» **Exercise description**: Scan the entries below for the string "pole" and copy every line where it turns up.

» **Listed records**:
......

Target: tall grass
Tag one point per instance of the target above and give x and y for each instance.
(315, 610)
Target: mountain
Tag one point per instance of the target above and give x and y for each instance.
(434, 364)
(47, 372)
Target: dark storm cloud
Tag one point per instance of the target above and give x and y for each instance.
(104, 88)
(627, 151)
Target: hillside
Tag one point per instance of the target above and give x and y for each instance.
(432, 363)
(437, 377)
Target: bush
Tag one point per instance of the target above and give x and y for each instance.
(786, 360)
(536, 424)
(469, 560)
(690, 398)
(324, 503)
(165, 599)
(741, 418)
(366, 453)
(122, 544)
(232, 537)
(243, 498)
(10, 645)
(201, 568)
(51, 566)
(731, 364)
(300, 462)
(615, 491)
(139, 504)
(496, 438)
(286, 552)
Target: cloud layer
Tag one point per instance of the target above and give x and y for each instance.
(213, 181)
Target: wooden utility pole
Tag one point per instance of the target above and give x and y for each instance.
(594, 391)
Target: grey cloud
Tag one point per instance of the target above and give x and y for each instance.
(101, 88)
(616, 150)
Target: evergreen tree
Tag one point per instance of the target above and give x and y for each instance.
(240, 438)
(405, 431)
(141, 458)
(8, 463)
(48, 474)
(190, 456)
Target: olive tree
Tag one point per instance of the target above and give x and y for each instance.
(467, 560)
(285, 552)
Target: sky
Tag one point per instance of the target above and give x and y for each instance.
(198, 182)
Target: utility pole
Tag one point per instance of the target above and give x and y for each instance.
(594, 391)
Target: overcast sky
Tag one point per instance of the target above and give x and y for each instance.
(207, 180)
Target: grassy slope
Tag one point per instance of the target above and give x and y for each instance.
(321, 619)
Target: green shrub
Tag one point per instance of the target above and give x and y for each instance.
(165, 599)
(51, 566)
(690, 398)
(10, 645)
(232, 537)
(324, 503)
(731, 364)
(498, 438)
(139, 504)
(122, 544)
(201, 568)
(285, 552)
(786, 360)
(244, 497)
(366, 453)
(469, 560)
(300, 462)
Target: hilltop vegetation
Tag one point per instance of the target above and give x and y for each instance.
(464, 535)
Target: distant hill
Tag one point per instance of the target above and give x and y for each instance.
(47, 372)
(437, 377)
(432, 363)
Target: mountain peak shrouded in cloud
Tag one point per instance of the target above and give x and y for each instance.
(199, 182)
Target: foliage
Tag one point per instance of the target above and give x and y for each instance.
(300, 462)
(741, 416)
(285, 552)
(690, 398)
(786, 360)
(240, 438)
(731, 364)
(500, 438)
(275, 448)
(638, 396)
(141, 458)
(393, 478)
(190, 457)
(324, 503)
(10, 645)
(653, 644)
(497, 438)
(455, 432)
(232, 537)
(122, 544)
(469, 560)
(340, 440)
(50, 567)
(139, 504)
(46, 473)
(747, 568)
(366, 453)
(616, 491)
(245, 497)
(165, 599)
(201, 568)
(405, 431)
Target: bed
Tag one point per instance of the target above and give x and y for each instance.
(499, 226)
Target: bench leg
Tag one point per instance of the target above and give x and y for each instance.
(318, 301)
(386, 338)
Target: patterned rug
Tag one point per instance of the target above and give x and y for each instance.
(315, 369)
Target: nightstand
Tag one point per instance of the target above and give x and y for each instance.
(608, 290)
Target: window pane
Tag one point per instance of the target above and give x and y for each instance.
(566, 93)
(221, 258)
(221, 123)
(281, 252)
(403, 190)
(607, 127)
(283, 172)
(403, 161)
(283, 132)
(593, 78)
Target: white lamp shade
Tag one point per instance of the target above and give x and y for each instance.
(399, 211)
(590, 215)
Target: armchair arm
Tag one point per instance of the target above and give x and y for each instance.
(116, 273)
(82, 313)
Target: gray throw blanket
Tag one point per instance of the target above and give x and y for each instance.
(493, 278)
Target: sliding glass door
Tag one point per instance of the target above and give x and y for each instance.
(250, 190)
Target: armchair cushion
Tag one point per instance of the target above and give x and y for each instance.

......

» **Expected output**:
Target: wooden utility pole
Target: utility pole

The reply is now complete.